EXERCISE PROMPT: Locate every line in the rows below that contains the string "crossbeam", matching case, and copy each of those lines.

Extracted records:

## START

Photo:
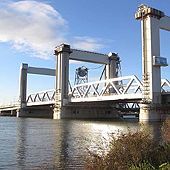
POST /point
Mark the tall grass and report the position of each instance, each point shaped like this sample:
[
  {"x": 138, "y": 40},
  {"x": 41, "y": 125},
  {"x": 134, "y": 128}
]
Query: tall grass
[{"x": 133, "y": 151}]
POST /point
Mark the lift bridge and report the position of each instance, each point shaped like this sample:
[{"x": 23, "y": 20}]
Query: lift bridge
[{"x": 103, "y": 99}]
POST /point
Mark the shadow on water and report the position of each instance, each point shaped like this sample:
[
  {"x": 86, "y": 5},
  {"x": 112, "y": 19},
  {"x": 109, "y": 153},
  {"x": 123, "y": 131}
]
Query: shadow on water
[{"x": 37, "y": 142}]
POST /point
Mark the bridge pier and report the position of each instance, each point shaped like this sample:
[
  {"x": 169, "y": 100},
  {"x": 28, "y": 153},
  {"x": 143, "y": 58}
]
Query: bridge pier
[
  {"x": 151, "y": 22},
  {"x": 62, "y": 77},
  {"x": 152, "y": 113}
]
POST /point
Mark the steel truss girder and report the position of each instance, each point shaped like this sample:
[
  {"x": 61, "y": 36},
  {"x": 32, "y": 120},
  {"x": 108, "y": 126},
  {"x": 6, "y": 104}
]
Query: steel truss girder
[{"x": 109, "y": 91}]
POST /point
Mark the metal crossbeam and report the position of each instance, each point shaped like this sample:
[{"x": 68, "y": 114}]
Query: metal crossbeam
[
  {"x": 43, "y": 97},
  {"x": 108, "y": 90},
  {"x": 105, "y": 90}
]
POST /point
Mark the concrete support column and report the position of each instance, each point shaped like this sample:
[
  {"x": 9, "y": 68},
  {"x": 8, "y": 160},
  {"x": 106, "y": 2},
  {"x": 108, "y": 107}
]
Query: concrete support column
[
  {"x": 151, "y": 73},
  {"x": 111, "y": 68},
  {"x": 62, "y": 77},
  {"x": 22, "y": 88}
]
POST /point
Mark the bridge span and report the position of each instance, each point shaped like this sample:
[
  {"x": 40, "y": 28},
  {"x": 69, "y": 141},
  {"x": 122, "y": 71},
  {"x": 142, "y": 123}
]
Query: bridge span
[{"x": 102, "y": 99}]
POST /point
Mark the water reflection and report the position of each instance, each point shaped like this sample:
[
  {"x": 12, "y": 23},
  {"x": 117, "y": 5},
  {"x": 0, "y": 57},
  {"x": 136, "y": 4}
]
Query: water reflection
[
  {"x": 35, "y": 142},
  {"x": 21, "y": 143}
]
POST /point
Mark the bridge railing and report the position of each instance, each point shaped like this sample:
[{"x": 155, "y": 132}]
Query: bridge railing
[{"x": 128, "y": 87}]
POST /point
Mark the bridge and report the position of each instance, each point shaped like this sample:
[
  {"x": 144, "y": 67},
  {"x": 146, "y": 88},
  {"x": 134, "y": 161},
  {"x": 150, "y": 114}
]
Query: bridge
[{"x": 102, "y": 99}]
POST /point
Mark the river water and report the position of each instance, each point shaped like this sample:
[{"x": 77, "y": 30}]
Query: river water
[{"x": 31, "y": 143}]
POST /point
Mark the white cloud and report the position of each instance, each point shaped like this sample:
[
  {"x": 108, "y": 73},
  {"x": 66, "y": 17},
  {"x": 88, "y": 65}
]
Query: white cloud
[
  {"x": 87, "y": 43},
  {"x": 32, "y": 26},
  {"x": 36, "y": 28}
]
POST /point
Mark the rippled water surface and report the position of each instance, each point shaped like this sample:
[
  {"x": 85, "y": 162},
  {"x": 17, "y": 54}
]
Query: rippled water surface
[{"x": 29, "y": 143}]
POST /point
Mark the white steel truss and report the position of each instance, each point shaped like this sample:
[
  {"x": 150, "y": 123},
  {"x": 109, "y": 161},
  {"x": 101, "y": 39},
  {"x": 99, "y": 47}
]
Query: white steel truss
[
  {"x": 130, "y": 89},
  {"x": 108, "y": 90},
  {"x": 43, "y": 97}
]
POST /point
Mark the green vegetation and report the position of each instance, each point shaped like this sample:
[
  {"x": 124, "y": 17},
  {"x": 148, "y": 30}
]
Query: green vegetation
[{"x": 133, "y": 151}]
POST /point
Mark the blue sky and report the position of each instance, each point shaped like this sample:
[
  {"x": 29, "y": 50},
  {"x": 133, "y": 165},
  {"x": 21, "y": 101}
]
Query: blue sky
[{"x": 30, "y": 30}]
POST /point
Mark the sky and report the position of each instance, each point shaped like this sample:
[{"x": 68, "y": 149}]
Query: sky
[{"x": 30, "y": 30}]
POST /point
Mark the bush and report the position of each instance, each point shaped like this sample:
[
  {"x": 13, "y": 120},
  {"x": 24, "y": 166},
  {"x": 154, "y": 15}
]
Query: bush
[{"x": 133, "y": 150}]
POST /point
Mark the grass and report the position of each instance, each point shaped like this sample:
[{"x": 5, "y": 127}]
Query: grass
[{"x": 133, "y": 151}]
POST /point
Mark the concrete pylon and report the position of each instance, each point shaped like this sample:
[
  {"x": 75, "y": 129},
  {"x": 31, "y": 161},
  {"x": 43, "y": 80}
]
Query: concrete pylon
[
  {"x": 150, "y": 19},
  {"x": 111, "y": 68},
  {"x": 22, "y": 88},
  {"x": 62, "y": 77}
]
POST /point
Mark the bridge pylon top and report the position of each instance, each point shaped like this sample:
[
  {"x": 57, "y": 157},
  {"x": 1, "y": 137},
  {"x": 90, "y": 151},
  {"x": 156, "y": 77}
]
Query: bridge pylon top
[{"x": 144, "y": 11}]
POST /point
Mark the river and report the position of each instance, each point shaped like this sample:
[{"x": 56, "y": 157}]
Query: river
[{"x": 31, "y": 143}]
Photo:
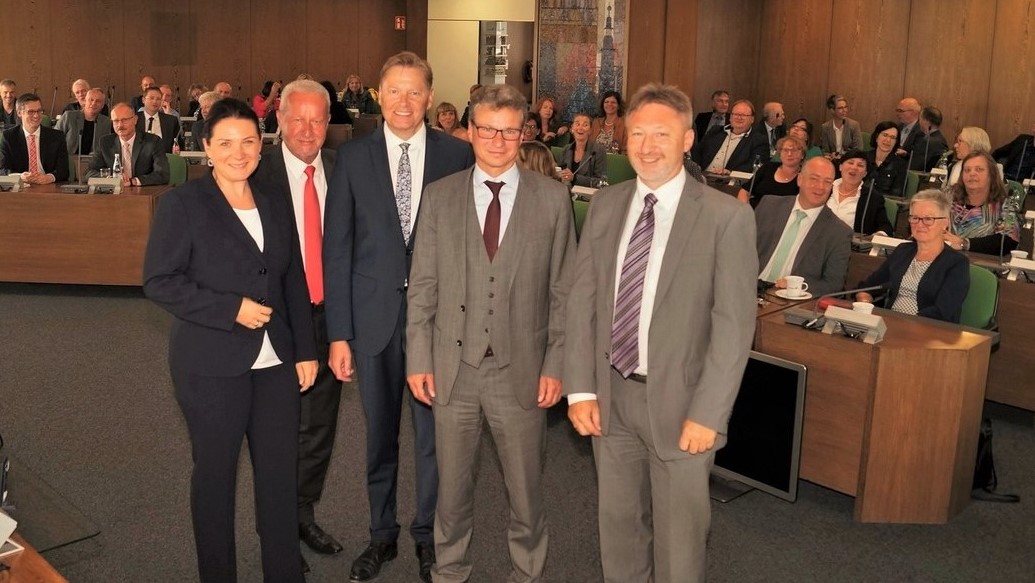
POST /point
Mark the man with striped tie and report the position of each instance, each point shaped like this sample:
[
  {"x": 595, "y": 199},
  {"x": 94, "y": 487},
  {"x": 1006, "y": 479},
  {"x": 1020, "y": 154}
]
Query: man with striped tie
[{"x": 659, "y": 325}]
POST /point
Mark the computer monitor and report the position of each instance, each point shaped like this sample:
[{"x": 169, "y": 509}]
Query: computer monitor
[{"x": 764, "y": 438}]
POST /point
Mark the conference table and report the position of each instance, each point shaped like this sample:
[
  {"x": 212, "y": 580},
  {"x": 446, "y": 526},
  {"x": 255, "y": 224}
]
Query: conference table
[{"x": 53, "y": 237}]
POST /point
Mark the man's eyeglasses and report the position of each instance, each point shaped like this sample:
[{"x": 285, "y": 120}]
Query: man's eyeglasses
[
  {"x": 927, "y": 221},
  {"x": 486, "y": 133}
]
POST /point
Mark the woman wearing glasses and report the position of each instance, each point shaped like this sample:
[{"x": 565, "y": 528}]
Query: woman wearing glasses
[{"x": 924, "y": 277}]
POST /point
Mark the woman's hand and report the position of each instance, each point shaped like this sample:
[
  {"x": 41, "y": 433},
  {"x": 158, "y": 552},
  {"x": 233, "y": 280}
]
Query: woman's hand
[
  {"x": 254, "y": 315},
  {"x": 306, "y": 372}
]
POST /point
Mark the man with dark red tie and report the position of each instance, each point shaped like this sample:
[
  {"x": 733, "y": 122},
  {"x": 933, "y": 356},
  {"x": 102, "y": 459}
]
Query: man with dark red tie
[{"x": 299, "y": 169}]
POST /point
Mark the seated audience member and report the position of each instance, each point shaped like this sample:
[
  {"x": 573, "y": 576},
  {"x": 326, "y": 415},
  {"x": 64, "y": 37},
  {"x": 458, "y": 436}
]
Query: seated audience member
[
  {"x": 930, "y": 144},
  {"x": 840, "y": 133},
  {"x": 143, "y": 158},
  {"x": 778, "y": 178},
  {"x": 984, "y": 217},
  {"x": 887, "y": 172},
  {"x": 772, "y": 124},
  {"x": 87, "y": 125},
  {"x": 1017, "y": 156},
  {"x": 268, "y": 98},
  {"x": 358, "y": 97},
  {"x": 536, "y": 156},
  {"x": 924, "y": 277},
  {"x": 152, "y": 120},
  {"x": 735, "y": 147},
  {"x": 530, "y": 132},
  {"x": 37, "y": 152},
  {"x": 857, "y": 207},
  {"x": 717, "y": 117},
  {"x": 338, "y": 113},
  {"x": 802, "y": 129},
  {"x": 969, "y": 140},
  {"x": 8, "y": 94},
  {"x": 801, "y": 236},
  {"x": 583, "y": 162},
  {"x": 609, "y": 128}
]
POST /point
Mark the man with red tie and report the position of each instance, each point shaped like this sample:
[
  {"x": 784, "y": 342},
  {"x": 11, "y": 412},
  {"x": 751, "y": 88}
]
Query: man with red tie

## END

EXERCISE ANSWER:
Mark the metal crossbeam and report the position of each instance, each point shaped like this sample:
Query: metal crossbeam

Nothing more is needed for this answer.